* [Given exercise] Please rewrite the records from the line with "Annotation task — pin every instance of the lighted" through the end of the records, swapping "water surface" for "river surface" and leaving all else unchanged.

* [Entries shown]
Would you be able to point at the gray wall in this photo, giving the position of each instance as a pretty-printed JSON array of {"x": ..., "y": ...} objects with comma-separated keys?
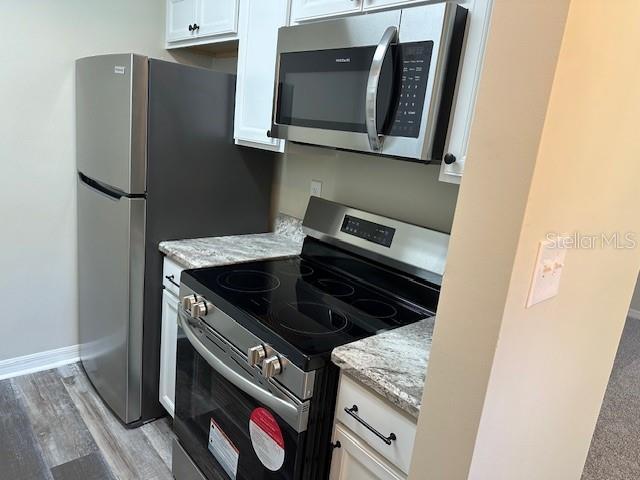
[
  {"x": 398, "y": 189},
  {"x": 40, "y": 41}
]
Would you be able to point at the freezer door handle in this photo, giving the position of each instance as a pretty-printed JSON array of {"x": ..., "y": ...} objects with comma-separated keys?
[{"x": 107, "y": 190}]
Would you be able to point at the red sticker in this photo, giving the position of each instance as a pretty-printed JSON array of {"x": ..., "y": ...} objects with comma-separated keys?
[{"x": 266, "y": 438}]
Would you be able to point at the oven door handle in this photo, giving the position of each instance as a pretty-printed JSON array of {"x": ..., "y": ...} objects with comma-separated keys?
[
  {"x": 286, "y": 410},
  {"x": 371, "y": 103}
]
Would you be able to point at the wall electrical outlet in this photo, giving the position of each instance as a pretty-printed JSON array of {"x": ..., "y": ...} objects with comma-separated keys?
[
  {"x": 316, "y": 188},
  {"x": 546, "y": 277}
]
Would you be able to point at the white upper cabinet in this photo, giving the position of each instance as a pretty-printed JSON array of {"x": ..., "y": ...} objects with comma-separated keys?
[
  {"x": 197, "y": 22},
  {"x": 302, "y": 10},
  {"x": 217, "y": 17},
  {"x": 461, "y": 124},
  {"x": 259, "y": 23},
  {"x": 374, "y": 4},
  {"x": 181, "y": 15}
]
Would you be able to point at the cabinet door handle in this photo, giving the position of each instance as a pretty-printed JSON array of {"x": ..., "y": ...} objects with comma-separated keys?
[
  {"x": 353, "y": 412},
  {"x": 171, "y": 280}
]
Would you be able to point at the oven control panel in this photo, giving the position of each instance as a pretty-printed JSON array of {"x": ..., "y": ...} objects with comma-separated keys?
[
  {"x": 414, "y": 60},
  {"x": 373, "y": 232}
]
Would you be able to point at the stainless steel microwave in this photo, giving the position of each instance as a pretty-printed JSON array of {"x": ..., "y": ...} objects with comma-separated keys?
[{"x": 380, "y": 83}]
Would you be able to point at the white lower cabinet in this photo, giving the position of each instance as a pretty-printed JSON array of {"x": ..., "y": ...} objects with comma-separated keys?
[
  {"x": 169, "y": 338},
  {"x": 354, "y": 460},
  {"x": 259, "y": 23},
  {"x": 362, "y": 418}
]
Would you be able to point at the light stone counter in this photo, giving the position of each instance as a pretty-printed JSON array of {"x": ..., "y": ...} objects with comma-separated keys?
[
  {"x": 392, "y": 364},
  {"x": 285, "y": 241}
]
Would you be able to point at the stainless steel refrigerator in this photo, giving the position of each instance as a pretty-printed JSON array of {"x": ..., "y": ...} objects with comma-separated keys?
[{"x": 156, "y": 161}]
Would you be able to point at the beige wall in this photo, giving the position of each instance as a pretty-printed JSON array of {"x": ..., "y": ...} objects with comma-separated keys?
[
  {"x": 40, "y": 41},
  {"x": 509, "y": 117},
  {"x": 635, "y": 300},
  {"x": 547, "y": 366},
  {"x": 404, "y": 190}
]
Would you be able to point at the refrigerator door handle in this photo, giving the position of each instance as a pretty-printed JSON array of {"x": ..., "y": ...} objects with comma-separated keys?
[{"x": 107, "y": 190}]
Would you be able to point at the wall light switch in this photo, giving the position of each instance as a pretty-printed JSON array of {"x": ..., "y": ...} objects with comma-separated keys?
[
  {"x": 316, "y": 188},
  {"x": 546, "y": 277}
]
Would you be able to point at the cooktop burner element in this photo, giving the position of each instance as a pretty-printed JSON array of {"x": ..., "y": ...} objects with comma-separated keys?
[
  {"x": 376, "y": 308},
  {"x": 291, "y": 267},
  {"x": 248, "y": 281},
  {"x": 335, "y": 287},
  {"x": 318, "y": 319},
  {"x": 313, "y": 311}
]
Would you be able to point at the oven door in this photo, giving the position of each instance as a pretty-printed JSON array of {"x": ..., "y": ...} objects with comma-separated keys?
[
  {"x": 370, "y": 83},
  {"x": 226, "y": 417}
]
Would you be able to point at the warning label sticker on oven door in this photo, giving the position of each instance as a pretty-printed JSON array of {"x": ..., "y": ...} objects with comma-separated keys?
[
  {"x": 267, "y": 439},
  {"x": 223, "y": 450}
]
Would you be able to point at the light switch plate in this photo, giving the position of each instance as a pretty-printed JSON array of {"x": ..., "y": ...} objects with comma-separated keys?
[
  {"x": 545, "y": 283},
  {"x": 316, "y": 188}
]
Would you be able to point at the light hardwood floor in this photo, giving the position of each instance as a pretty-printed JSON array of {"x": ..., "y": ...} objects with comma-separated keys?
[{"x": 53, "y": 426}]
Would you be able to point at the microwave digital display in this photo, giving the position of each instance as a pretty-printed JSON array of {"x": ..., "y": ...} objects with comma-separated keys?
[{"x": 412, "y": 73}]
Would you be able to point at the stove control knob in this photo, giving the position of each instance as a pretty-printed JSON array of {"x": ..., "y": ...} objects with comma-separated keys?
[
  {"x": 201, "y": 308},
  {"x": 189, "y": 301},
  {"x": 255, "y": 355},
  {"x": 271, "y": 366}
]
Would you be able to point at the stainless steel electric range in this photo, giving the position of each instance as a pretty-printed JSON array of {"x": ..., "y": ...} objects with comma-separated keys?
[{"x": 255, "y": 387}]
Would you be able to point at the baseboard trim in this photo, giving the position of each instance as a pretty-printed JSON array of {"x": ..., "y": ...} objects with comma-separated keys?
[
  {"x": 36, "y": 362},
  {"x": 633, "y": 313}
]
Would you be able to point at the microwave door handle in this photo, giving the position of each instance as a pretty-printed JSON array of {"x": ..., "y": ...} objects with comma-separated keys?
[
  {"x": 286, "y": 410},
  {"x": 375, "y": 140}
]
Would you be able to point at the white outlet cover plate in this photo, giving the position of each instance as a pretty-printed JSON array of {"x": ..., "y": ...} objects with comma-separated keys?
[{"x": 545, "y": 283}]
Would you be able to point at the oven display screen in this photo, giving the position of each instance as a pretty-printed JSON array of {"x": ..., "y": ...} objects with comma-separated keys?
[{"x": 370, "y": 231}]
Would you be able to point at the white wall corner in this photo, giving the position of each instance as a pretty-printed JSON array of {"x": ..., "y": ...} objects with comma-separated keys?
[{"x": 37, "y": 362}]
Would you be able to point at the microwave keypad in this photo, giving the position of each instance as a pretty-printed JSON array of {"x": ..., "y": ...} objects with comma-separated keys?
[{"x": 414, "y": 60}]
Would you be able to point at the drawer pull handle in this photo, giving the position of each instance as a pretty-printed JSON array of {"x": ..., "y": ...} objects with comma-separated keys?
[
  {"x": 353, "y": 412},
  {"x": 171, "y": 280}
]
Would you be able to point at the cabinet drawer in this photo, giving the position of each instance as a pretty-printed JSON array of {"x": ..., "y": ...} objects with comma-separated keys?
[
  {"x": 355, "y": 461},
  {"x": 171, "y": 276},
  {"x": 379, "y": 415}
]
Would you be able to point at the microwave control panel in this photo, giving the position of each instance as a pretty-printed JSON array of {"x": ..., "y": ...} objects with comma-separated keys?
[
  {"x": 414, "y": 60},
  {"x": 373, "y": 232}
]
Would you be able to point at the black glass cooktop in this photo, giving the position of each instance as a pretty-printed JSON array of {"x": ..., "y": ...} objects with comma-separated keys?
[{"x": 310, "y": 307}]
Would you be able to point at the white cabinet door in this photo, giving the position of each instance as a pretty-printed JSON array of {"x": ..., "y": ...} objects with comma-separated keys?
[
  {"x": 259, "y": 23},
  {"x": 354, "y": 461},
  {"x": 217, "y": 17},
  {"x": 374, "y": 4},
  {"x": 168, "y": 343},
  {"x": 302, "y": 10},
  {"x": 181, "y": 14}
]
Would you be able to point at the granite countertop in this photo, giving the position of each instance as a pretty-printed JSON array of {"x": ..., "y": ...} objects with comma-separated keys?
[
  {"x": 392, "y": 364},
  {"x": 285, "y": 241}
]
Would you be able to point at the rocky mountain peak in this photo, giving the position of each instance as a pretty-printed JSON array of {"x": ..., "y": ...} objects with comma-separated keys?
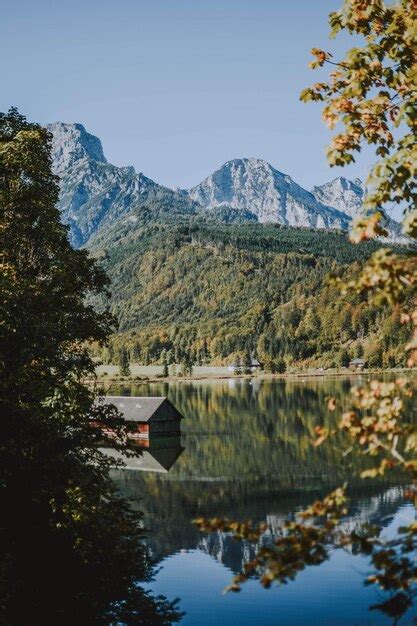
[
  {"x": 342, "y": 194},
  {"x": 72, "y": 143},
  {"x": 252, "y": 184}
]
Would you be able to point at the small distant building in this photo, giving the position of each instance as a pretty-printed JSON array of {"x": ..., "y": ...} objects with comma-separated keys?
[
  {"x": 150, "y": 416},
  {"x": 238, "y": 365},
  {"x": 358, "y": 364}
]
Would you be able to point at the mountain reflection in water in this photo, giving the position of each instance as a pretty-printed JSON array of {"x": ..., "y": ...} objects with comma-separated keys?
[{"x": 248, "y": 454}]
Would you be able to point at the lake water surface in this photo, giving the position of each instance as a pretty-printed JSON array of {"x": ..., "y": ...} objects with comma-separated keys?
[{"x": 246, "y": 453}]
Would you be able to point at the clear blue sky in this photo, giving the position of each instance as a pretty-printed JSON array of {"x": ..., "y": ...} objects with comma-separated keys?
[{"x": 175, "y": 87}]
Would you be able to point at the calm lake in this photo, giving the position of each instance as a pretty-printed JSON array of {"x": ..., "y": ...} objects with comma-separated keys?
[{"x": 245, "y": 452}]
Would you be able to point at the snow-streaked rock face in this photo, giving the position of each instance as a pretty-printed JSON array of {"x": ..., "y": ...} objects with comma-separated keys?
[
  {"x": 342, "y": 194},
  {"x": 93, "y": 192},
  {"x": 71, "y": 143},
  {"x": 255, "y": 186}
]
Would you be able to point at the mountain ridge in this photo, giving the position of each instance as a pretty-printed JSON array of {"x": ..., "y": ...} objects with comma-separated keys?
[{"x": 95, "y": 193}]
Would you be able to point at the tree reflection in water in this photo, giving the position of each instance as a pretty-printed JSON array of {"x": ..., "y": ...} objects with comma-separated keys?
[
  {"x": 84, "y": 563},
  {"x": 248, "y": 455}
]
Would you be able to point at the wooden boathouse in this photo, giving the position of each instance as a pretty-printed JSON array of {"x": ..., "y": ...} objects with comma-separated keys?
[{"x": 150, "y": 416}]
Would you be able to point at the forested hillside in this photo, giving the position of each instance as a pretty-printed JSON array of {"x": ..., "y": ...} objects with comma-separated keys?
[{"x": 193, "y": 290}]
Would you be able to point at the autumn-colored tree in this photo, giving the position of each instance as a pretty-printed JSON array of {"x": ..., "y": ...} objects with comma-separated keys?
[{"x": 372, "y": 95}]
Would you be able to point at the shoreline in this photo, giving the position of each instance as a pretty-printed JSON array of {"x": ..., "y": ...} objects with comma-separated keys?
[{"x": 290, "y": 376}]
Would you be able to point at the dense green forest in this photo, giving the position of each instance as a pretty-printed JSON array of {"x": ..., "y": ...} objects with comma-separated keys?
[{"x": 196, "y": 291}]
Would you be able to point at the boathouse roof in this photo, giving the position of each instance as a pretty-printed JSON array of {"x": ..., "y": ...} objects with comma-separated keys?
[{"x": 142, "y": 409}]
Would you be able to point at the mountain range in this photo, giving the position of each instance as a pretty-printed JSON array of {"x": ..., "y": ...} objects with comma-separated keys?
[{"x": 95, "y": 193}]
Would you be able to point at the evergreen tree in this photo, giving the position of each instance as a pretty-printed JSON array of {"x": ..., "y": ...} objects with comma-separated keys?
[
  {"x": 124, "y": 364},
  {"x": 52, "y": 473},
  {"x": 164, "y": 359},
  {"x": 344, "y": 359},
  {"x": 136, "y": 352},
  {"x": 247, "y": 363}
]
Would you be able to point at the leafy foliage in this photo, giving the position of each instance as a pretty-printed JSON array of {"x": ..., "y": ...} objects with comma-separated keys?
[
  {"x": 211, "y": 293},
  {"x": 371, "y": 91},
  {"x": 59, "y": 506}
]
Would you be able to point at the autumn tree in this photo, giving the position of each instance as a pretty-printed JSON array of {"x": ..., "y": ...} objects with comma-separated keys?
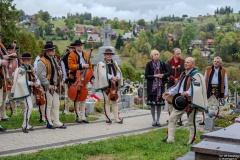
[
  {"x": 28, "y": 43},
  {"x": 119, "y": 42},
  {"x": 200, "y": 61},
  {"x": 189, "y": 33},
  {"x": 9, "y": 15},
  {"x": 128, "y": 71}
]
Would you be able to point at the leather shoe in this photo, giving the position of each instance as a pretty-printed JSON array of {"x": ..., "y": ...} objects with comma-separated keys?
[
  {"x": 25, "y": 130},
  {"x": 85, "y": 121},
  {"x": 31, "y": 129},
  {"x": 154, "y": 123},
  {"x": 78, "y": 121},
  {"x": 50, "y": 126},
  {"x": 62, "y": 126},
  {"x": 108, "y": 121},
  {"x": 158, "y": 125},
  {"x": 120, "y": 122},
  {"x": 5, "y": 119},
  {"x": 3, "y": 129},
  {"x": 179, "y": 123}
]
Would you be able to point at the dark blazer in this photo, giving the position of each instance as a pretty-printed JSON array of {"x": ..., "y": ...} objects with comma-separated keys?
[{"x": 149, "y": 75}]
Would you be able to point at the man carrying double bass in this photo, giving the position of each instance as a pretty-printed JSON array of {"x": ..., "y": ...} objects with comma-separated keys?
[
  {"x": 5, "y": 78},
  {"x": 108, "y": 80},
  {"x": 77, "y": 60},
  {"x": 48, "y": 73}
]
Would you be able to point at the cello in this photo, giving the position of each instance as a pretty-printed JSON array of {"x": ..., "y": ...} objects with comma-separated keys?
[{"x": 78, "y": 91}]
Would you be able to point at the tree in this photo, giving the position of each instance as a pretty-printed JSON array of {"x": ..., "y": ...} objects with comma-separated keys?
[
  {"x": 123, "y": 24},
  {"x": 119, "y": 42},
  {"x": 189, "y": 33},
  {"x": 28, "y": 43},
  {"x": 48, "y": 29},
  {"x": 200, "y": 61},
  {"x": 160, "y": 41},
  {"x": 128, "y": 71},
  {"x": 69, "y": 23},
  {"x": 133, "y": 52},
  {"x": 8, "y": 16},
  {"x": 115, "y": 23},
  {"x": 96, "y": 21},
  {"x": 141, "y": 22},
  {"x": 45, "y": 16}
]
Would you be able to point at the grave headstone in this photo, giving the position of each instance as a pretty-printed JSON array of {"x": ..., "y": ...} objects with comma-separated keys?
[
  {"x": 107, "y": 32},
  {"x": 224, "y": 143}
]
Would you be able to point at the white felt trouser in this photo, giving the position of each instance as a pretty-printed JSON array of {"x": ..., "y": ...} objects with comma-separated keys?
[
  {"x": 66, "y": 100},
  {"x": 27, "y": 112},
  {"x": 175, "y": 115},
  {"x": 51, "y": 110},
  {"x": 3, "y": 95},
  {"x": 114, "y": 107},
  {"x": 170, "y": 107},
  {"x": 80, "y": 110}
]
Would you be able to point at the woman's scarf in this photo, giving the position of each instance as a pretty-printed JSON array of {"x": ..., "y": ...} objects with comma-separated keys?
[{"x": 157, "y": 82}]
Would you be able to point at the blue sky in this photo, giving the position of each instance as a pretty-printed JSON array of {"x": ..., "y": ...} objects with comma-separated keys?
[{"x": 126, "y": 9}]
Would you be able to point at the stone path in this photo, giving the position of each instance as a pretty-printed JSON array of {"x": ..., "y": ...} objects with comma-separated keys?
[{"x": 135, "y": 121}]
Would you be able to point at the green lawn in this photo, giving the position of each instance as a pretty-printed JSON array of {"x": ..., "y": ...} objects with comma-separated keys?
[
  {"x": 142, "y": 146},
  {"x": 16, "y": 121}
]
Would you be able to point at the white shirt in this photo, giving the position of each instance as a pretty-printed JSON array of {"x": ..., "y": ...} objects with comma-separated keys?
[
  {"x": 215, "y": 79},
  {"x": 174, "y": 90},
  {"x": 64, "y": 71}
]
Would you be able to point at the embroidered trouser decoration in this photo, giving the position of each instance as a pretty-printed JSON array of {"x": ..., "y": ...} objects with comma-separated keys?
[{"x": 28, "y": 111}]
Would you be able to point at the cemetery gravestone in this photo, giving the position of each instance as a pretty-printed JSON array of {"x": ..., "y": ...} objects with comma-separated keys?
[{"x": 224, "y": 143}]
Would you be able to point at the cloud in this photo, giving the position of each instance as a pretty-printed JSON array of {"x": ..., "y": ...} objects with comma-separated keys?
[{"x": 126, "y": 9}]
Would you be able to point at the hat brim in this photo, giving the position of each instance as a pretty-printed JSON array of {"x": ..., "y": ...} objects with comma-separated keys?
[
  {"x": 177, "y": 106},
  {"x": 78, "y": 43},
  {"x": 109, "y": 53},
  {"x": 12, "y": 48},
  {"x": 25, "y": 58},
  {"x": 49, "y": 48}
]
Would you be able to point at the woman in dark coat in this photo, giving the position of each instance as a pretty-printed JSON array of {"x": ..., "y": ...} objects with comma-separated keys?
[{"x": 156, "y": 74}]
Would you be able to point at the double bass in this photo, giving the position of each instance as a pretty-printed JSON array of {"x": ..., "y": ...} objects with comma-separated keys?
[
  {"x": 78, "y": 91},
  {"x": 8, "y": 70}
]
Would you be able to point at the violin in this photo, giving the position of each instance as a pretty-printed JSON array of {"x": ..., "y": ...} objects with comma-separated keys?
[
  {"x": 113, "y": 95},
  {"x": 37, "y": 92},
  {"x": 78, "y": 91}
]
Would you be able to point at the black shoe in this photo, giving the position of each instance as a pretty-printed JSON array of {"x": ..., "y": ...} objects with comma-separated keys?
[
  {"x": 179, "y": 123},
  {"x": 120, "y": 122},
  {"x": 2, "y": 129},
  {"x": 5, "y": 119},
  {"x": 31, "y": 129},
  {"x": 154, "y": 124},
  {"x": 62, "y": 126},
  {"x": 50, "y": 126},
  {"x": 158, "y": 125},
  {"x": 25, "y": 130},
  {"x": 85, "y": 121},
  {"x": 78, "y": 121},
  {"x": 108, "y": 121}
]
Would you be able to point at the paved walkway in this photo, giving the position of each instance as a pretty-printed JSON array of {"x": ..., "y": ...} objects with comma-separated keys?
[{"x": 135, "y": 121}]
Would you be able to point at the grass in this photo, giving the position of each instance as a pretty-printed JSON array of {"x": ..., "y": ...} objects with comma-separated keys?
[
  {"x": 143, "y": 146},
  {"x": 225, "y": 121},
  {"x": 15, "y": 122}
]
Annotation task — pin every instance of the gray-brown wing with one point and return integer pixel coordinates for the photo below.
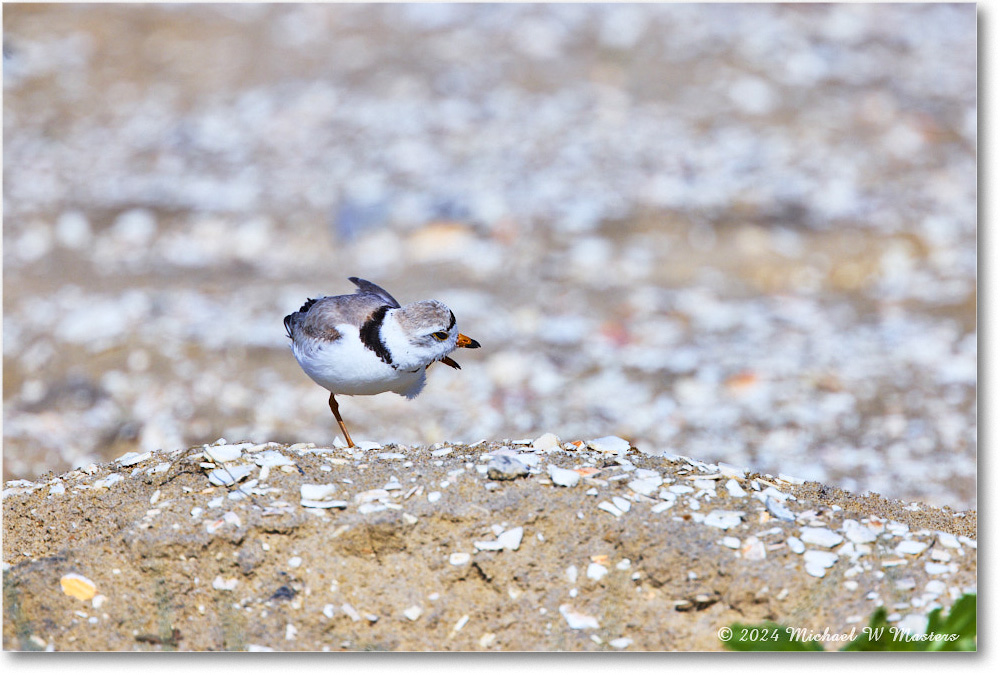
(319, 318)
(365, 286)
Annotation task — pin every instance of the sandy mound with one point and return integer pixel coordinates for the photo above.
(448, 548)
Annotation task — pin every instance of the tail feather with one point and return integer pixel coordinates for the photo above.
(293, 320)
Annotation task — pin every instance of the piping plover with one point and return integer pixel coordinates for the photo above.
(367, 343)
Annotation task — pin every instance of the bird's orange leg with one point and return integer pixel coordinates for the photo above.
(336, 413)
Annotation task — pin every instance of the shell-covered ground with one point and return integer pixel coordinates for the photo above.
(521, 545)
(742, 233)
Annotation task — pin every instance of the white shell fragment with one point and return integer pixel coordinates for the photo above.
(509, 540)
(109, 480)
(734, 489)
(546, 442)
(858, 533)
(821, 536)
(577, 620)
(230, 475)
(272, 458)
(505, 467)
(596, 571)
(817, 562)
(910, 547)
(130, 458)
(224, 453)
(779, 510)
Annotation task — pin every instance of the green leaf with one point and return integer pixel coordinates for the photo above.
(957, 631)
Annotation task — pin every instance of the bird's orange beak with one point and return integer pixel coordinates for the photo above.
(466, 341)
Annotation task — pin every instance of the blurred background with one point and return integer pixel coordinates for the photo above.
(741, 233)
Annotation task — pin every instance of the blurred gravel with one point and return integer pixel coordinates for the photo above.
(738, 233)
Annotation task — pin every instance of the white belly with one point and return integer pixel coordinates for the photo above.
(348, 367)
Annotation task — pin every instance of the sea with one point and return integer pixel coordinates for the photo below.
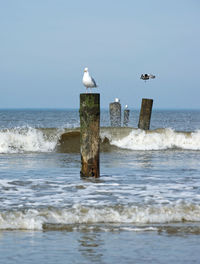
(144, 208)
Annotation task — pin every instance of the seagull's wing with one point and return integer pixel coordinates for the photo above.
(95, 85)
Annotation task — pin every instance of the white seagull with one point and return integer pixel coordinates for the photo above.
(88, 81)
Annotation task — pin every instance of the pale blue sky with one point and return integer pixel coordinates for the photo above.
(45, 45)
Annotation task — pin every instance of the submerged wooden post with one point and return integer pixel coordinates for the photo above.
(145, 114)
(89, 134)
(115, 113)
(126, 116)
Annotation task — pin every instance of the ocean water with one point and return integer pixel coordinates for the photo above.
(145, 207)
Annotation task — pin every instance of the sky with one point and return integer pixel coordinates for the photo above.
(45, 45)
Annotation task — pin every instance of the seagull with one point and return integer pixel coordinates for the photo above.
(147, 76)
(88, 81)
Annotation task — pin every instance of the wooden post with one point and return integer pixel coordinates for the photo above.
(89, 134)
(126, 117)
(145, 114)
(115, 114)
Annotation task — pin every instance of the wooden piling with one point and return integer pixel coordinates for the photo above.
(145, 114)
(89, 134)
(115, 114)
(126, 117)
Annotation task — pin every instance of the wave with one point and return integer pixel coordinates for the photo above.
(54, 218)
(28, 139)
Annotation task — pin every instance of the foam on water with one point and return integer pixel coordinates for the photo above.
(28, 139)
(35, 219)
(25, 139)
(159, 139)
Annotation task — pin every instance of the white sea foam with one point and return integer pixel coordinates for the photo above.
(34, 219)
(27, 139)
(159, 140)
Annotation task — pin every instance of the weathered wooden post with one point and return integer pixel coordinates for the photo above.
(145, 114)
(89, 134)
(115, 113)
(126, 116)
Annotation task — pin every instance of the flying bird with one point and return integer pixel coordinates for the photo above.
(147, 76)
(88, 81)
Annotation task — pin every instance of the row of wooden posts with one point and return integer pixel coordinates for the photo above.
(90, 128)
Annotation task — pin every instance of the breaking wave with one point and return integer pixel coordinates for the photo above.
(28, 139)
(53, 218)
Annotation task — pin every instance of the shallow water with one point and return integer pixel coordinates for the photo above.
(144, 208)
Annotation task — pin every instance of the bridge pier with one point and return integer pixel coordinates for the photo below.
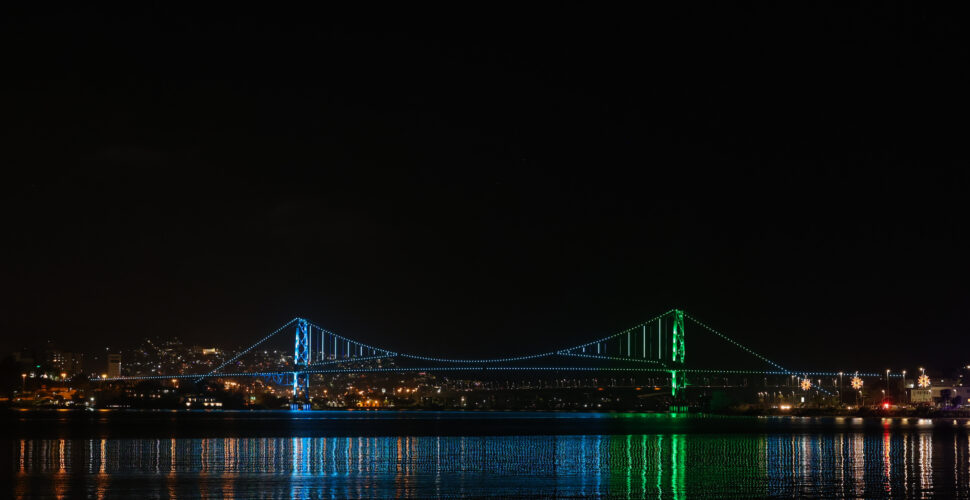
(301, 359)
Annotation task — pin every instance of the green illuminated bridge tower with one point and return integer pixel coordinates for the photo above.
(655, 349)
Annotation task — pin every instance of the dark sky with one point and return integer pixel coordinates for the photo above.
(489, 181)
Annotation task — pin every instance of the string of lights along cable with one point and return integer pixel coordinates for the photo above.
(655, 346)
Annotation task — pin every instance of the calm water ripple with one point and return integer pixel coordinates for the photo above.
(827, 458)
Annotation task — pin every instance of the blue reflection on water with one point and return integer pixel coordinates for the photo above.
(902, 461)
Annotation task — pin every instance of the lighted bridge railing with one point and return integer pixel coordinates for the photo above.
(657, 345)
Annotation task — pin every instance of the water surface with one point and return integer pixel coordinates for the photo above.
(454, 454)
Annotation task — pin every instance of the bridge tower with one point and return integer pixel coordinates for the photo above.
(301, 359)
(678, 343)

* [Written response]
Annotation task — pin every instance of the lighted bridge railing with one point and return integer pixel coordinates for the photo above.
(657, 345)
Annotation task — pin every instance of the river surface with one point and return integer pixel coordinates for the photo above.
(454, 454)
Annotation task — pin every instance of the bridge tower with one point and return integer pixel coordinates for the photo above.
(301, 359)
(678, 343)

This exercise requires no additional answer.